*EXERCISE DIRECTIONS*.
Copy the following rows verbatim.

*MATERIAL SUPPLIED*.

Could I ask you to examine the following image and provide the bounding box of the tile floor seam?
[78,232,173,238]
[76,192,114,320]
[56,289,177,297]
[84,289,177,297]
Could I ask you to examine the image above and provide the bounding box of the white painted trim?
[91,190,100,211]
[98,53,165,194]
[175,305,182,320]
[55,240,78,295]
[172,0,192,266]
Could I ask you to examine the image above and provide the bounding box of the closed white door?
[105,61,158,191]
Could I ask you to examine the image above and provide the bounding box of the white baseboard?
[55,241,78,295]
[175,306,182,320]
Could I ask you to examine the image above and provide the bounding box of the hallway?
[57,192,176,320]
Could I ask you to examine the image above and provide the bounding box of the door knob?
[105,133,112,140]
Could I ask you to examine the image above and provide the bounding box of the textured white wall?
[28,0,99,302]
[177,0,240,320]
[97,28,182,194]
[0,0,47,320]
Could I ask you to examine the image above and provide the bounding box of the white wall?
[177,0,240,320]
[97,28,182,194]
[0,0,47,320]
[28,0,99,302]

*RESULT OF THE EXERCISE*.
Could I ask you to examine the following image and provide the bounding box of the tile floor seam?
[78,232,173,238]
[76,192,114,320]
[56,289,177,297]
[84,289,177,297]
Could I ask you to examine the image above and provide the bounding box of the white painted trim?
[91,190,100,211]
[98,53,165,194]
[175,305,182,320]
[55,240,78,295]
[172,0,192,266]
Could I ask you to examine the image above and provide the bounding box of the closed white door?
[105,61,158,191]
Could I ask you to examine the image above and provide the bounding box of the white baseboard?
[55,241,78,295]
[175,306,182,320]
Could I ask you to examine the image above and provide the bounding box of the hallway?
[57,192,176,320]
Could I ask you to examine the image above and provide the bounding box of the door knob?
[105,133,112,140]
Could I ask you to examine the image above and provide the bounding box of the textured white wall?
[28,0,99,302]
[177,0,240,320]
[97,28,182,194]
[0,0,47,320]
Could I ask you to examine the image above and provide the bounding box of the white wall?
[177,0,240,320]
[97,28,182,194]
[0,0,47,320]
[28,0,99,302]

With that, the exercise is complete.